→ **EXERCISE INSTRUCTIONS**:
Reproduce exactly the lines from the one that holds "If you could put a dot on the mountain" through the last line of the entries, both ends included, but not the pictures.

[START]

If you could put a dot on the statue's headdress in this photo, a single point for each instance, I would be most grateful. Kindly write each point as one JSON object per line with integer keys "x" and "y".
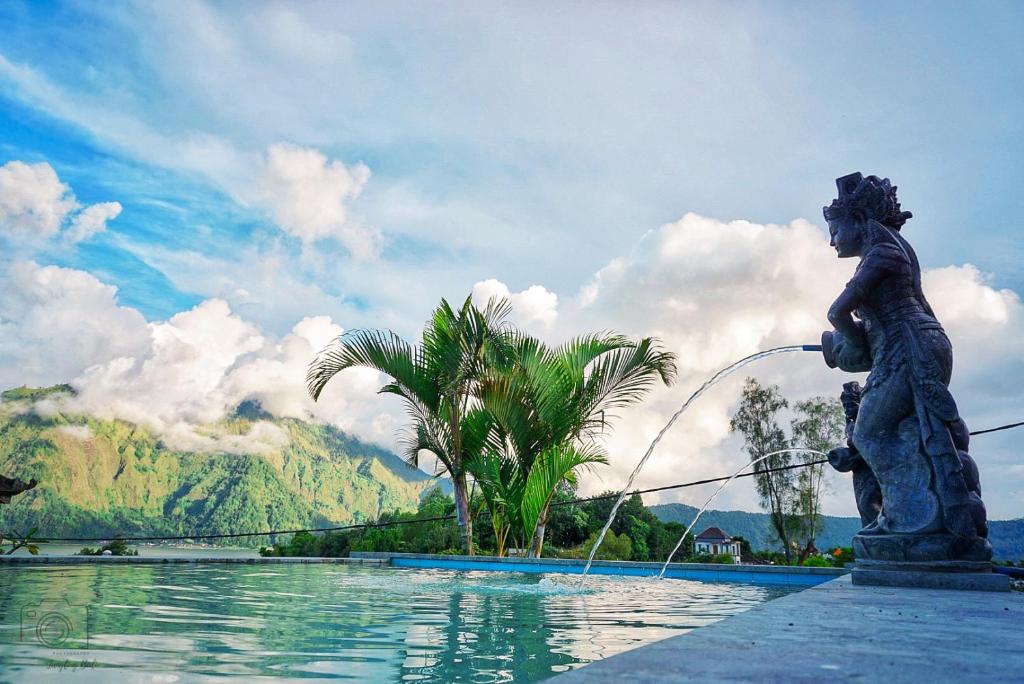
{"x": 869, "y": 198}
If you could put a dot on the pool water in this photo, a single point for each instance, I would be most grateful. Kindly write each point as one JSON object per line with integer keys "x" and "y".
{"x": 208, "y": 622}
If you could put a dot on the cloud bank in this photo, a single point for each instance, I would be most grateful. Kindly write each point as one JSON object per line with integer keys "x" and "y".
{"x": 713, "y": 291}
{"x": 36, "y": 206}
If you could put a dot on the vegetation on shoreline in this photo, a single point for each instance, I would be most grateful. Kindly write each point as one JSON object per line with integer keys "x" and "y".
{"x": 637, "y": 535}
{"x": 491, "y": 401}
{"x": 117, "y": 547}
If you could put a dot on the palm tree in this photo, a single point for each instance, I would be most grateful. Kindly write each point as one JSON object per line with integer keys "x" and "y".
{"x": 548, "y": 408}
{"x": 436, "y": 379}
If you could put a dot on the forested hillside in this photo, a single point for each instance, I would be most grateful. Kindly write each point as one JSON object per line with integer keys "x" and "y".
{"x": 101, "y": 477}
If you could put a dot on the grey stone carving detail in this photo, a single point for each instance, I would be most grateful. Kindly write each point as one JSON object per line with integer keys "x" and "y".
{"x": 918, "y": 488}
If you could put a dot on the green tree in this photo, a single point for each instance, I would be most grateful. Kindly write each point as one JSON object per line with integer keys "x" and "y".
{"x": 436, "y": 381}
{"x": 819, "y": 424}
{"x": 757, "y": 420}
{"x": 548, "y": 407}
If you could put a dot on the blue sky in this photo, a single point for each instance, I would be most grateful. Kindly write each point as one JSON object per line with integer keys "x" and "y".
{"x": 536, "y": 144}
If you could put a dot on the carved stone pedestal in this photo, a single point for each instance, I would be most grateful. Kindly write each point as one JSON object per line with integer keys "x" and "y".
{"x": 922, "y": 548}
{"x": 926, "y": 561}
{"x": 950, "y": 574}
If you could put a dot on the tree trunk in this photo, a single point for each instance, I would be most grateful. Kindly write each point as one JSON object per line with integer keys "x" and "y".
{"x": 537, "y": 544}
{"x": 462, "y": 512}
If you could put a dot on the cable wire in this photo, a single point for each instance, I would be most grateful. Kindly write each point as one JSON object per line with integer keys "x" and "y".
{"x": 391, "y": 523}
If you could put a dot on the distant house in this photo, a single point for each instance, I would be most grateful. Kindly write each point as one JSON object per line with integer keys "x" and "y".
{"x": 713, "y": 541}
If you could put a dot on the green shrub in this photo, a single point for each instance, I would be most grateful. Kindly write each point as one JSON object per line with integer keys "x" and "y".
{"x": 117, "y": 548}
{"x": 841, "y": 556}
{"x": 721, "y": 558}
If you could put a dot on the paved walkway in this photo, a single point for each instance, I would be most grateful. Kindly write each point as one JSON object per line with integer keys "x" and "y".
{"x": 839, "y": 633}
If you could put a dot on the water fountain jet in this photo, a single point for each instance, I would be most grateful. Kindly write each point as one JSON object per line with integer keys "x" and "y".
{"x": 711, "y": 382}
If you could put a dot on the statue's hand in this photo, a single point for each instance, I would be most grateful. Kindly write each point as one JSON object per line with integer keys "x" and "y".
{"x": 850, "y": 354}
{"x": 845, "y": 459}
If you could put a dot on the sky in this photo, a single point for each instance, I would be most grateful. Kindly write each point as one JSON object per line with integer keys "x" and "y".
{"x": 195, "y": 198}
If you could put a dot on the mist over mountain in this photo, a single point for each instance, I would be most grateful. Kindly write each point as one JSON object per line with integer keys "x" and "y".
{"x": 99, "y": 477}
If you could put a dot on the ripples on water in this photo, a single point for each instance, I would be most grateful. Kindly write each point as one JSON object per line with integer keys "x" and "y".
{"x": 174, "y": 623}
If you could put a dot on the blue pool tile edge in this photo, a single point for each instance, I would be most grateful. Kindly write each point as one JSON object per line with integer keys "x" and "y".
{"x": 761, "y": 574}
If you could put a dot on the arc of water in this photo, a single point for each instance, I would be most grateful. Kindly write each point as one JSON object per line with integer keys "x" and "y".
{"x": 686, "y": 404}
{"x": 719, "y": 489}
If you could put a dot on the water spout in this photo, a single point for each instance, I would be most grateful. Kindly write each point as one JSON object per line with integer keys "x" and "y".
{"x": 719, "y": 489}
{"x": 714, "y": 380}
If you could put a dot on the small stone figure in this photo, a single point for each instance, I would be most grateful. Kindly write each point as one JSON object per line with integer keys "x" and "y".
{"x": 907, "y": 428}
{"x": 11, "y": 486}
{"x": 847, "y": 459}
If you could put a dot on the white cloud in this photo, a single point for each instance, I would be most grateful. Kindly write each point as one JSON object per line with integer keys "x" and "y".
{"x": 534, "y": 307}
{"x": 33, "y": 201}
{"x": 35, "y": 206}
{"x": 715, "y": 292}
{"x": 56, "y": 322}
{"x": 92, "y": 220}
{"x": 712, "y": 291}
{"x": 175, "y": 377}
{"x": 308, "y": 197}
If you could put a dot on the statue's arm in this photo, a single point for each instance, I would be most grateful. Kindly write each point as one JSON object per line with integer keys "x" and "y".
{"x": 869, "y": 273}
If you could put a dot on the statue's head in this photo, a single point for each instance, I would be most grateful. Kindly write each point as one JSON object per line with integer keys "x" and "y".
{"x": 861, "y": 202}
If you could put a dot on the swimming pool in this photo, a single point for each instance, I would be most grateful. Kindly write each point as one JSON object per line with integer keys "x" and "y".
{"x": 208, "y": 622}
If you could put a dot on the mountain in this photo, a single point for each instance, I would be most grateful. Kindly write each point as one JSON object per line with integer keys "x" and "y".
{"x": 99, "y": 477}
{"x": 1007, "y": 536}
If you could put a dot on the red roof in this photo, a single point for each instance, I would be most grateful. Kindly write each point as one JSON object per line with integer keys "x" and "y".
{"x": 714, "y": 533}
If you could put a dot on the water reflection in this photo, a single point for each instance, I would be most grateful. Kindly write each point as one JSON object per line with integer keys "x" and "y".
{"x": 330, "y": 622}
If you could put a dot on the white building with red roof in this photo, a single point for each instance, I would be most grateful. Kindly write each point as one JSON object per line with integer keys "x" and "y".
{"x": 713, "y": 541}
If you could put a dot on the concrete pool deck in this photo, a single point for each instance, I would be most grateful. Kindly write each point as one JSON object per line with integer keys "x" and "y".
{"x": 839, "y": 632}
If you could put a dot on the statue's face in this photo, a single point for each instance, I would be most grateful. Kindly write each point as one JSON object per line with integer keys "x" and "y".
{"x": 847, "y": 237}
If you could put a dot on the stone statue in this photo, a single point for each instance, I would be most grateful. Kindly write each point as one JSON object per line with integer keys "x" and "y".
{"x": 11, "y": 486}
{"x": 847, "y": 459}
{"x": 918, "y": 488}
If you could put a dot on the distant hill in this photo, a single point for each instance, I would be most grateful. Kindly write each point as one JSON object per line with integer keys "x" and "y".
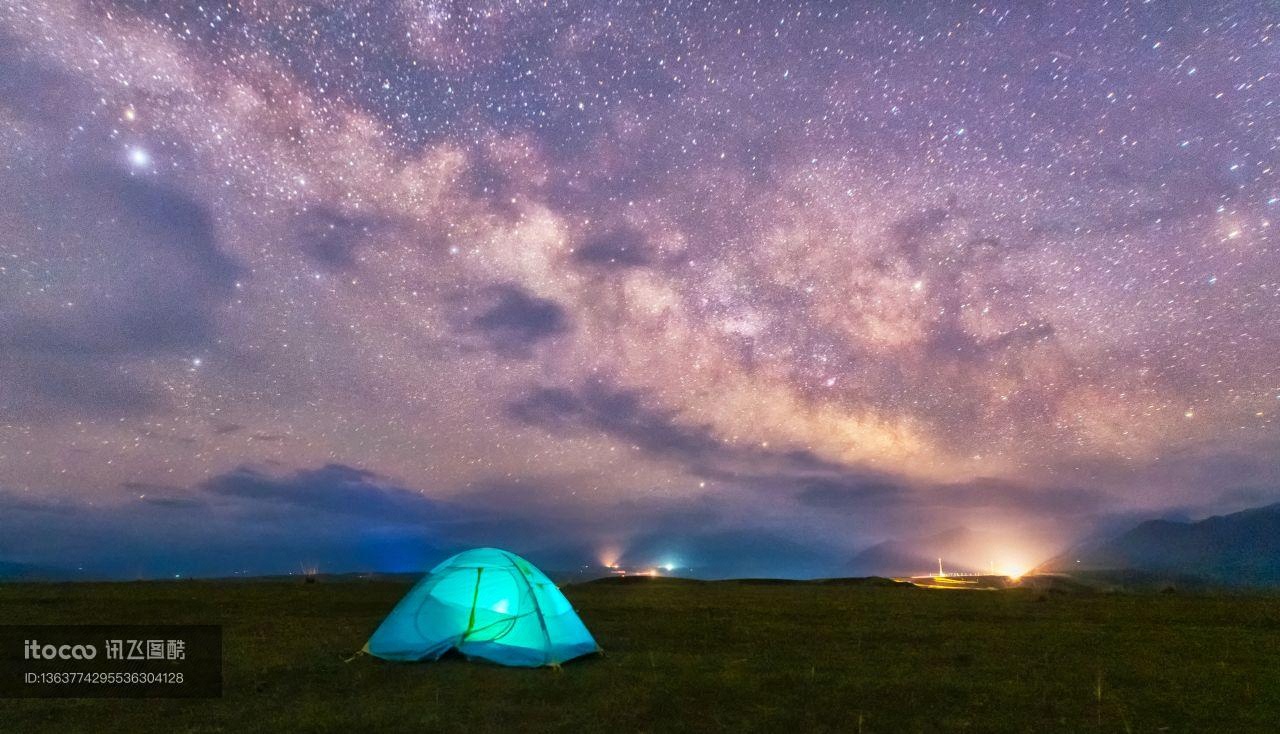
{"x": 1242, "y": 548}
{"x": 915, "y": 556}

[END]

→ **EXPECTED OUTPUT**:
If you could put a dot on the mountain in this photo, a single point for each instance, I would be most grateful. Kindly write each point as one JSON object per line with integer keys "x" and "y".
{"x": 99, "y": 477}
{"x": 1007, "y": 536}
If you could put a dot on the red roof in this photo, a single point for each instance, I would be most grateful. Kindly write each point as one JSON object per line with integer keys "x" and "y".
{"x": 714, "y": 533}
If you could put a dot on the water reflection in this photo, a single point for each instance, I would be most grateful. Kindly write each point as one JSON object per line with integer keys "x" and "y".
{"x": 330, "y": 622}
If you could put a dot on the white building with red roof in this photo, a single point for each instance, I would be most grateful. Kindly write each point as one JSON object per line with integer keys "x" and "y".
{"x": 713, "y": 541}
If you could put a dot on the concrete pool deck in this photo, a single point for each instance, I would be most grateful. Kindly write each point as one JSON object per line with integer keys "x" and "y".
{"x": 839, "y": 632}
If you could put a dot on the statue's face in this photo, a single point for each instance, I would be most grateful. Kindly write each point as one JSON object per line with integer keys "x" and "y".
{"x": 847, "y": 237}
If you could put a dot on the stone statue in this photo, a single point for each instance, I would be most grateful. Kindly write each point as one JSON object per line with integer keys "x" and "y".
{"x": 11, "y": 486}
{"x": 847, "y": 459}
{"x": 918, "y": 488}
If you could put a dot on the distant hill in this photo, a single point for each instance, I would be most grateful. Kindly write each point as one JSON object per line with integer keys "x" and "y".
{"x": 1242, "y": 548}
{"x": 915, "y": 556}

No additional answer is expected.